TEXT FOR ANALYSIS:
▼▼▼
Microbial biofilms are sensitive to the poise potentials in a bioelectrochemical system. So, what is the range within which the bioelectrodes can be poised?
I think it will depend upon the application and whether it is a bioanode or biocathode. For Biocathodes, I have seen them being poised from anywhere between -400 mv to -1.1 V vs Ag/AgCl. See the recent papers on Microbial Electrosynthesis for this.
Recently for a methane-producing microbial electrolysis cell, Aulenta et al., poisd the anode from + 200 mV and − 200 mV vs. SHE. See this paper, http://www.sciencedirect.com/science/article/pii/S156753941530013X.
Earlier in 2008, Peter Alterman tested a MFC anode poised at of 0 (R0), -200 (R(-200)) and -400 (R(-400)) mV versus Ag/AgCl. See this paper, http://www.ncbi.nlm.nih.gov/pubmed/18193419
Finally the max potential is anything that does not kill your biofilm. :)
▲▲▲
PROVIDED INFORMATION:
▼▼▼
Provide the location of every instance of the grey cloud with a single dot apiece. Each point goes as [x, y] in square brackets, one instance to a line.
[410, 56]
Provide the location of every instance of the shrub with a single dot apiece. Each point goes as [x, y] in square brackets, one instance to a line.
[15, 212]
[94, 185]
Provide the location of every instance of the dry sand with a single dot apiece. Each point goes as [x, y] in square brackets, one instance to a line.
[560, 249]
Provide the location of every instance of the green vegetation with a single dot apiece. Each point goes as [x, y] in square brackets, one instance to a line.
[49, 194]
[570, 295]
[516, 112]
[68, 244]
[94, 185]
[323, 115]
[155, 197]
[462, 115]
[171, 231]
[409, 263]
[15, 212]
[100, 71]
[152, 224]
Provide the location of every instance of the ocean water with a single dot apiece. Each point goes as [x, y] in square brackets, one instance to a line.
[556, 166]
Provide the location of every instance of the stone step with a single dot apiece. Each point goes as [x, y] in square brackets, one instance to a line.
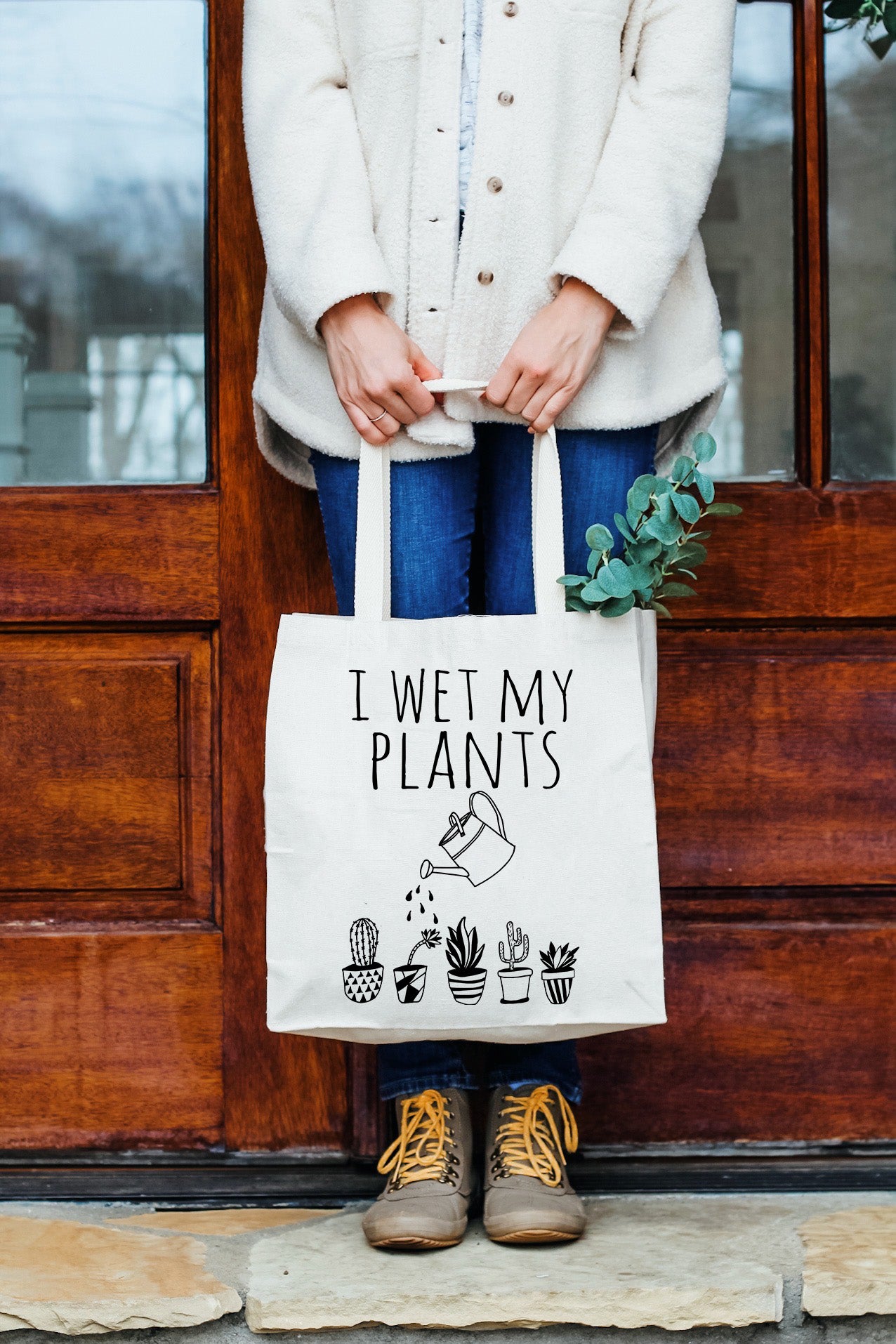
[727, 1266]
▲▲▲
WHAT YOU WILL DO:
Please answer these questions about the text on poising bioelectrodes:
1. What range of potentials vs Ag/AgCl does the text give for poising biocathodes?
2. In what year did Peter Alterman test an MFC anode poised at set potentials?
3. What does the text say the maximum potential is?

THE ANSWER:
1. Anywhere between -400 mV and -1.1 V vs Ag/AgCl.
2. 2008.
3. Anything that does not kill your biofilm.